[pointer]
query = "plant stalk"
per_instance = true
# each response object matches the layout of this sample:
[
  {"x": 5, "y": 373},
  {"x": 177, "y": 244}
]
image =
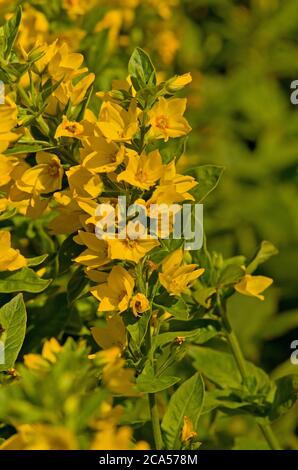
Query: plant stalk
[
  {"x": 152, "y": 399},
  {"x": 155, "y": 421},
  {"x": 240, "y": 361}
]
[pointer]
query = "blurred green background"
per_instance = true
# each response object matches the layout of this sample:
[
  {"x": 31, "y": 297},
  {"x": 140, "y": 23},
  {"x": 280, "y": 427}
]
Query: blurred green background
[{"x": 243, "y": 58}]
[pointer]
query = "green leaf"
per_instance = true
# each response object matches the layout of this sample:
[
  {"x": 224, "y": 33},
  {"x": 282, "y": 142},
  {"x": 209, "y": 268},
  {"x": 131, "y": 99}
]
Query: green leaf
[
  {"x": 138, "y": 329},
  {"x": 68, "y": 251},
  {"x": 8, "y": 214},
  {"x": 141, "y": 68},
  {"x": 208, "y": 177},
  {"x": 28, "y": 147},
  {"x": 221, "y": 368},
  {"x": 178, "y": 308},
  {"x": 197, "y": 335},
  {"x": 170, "y": 150},
  {"x": 266, "y": 250},
  {"x": 186, "y": 401},
  {"x": 77, "y": 285},
  {"x": 13, "y": 320},
  {"x": 203, "y": 296},
  {"x": 25, "y": 280},
  {"x": 148, "y": 382},
  {"x": 9, "y": 31},
  {"x": 281, "y": 324},
  {"x": 286, "y": 395},
  {"x": 46, "y": 320},
  {"x": 231, "y": 274}
]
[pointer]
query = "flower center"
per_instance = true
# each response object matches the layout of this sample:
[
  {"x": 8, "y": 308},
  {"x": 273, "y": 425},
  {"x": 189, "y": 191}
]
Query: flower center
[
  {"x": 162, "y": 122},
  {"x": 53, "y": 169},
  {"x": 72, "y": 128}
]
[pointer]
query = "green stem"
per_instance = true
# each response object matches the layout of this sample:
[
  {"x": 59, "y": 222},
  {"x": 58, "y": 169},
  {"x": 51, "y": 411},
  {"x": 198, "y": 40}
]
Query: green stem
[
  {"x": 24, "y": 95},
  {"x": 152, "y": 399},
  {"x": 43, "y": 125},
  {"x": 270, "y": 436},
  {"x": 240, "y": 361},
  {"x": 155, "y": 421},
  {"x": 235, "y": 347}
]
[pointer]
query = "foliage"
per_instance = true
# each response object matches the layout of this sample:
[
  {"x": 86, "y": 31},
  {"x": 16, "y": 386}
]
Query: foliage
[{"x": 131, "y": 343}]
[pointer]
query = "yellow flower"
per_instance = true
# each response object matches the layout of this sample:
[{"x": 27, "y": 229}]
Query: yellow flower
[
  {"x": 45, "y": 177},
  {"x": 69, "y": 129},
  {"x": 96, "y": 254},
  {"x": 101, "y": 156},
  {"x": 64, "y": 64},
  {"x": 142, "y": 170},
  {"x": 139, "y": 304},
  {"x": 116, "y": 123},
  {"x": 166, "y": 119},
  {"x": 114, "y": 334},
  {"x": 48, "y": 356},
  {"x": 252, "y": 286},
  {"x": 179, "y": 82},
  {"x": 187, "y": 430},
  {"x": 84, "y": 183},
  {"x": 41, "y": 437},
  {"x": 115, "y": 294},
  {"x": 11, "y": 168},
  {"x": 173, "y": 187},
  {"x": 176, "y": 277},
  {"x": 10, "y": 259},
  {"x": 131, "y": 250}
]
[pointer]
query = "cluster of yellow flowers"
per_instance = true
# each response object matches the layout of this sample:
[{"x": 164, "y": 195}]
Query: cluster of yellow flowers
[{"x": 62, "y": 156}]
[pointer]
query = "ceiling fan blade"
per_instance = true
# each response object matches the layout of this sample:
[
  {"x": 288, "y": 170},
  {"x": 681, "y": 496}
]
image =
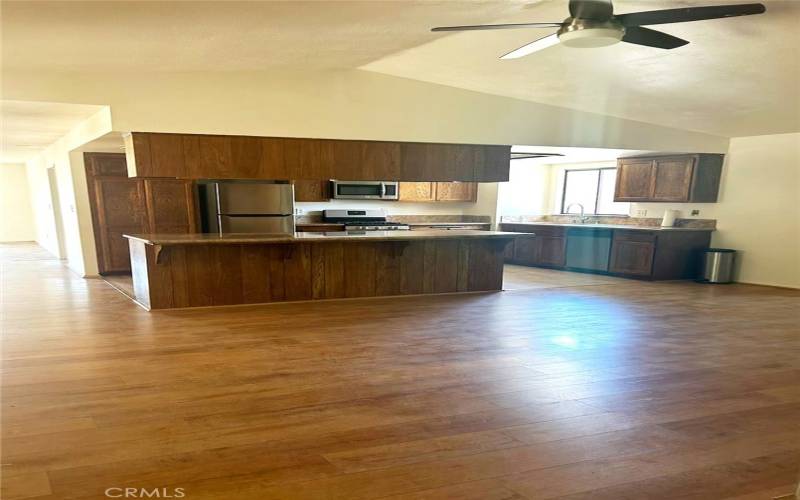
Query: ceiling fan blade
[
  {"x": 599, "y": 10},
  {"x": 530, "y": 48},
  {"x": 496, "y": 26},
  {"x": 652, "y": 38},
  {"x": 689, "y": 14}
]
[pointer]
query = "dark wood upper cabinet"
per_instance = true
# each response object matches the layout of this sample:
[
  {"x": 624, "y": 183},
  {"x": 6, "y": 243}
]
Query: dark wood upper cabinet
[
  {"x": 193, "y": 156},
  {"x": 312, "y": 190},
  {"x": 122, "y": 205},
  {"x": 170, "y": 206},
  {"x": 634, "y": 180},
  {"x": 679, "y": 178}
]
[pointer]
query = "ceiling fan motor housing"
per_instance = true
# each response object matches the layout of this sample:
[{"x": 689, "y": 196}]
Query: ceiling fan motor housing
[{"x": 586, "y": 33}]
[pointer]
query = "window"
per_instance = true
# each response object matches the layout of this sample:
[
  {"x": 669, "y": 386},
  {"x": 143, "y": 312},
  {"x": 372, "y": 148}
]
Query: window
[{"x": 594, "y": 189}]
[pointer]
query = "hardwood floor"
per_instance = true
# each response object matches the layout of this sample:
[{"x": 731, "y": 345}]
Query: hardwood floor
[{"x": 603, "y": 390}]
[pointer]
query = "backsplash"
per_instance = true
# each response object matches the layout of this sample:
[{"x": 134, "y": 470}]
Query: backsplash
[
  {"x": 313, "y": 218},
  {"x": 610, "y": 219}
]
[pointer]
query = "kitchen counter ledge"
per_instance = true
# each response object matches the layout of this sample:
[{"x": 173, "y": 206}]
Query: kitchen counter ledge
[{"x": 315, "y": 237}]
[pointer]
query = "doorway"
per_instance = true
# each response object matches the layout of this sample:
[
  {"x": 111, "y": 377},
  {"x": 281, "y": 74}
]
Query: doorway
[{"x": 55, "y": 210}]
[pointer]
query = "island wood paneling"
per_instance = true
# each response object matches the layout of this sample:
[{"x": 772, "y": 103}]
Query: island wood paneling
[
  {"x": 195, "y": 156},
  {"x": 212, "y": 275}
]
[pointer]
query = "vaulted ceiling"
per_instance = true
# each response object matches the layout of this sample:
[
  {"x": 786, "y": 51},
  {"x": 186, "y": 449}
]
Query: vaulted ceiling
[{"x": 737, "y": 76}]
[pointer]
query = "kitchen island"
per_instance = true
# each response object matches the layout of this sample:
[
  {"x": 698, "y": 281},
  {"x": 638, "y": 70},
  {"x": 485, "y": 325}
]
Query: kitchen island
[{"x": 196, "y": 270}]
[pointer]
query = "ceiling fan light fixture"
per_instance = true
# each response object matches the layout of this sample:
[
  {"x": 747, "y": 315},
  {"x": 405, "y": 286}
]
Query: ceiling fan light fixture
[{"x": 591, "y": 37}]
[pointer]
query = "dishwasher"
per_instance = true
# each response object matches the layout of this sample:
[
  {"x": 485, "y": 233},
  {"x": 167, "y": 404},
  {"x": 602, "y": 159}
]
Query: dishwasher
[{"x": 588, "y": 249}]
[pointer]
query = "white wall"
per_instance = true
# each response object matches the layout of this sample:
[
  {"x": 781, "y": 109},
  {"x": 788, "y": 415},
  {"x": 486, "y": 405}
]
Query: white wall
[
  {"x": 75, "y": 217},
  {"x": 16, "y": 215},
  {"x": 527, "y": 191}
]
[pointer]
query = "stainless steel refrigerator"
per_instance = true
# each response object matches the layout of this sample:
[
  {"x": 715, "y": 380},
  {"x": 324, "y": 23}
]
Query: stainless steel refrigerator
[{"x": 246, "y": 206}]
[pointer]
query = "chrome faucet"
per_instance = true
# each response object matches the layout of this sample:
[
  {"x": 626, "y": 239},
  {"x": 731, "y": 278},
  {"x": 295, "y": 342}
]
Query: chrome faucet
[{"x": 580, "y": 219}]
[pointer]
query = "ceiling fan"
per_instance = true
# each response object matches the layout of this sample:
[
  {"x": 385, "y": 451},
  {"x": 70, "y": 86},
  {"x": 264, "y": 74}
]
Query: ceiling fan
[{"x": 592, "y": 23}]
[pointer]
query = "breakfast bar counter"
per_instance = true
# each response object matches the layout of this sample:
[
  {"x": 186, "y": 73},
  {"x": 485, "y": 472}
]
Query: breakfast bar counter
[{"x": 196, "y": 270}]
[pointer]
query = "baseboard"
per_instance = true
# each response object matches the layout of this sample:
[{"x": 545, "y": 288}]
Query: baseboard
[{"x": 771, "y": 285}]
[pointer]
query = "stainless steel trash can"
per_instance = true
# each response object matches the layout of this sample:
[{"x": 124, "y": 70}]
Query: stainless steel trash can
[{"x": 719, "y": 265}]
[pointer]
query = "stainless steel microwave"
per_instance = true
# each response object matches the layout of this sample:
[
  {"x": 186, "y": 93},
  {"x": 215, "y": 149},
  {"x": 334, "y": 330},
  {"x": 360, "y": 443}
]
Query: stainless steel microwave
[{"x": 365, "y": 190}]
═══
◆ Directions for this task ◆
How many lines in the data above contain the word "faucet"? Reply with the number alone.

◆ Finished exercise ◆
2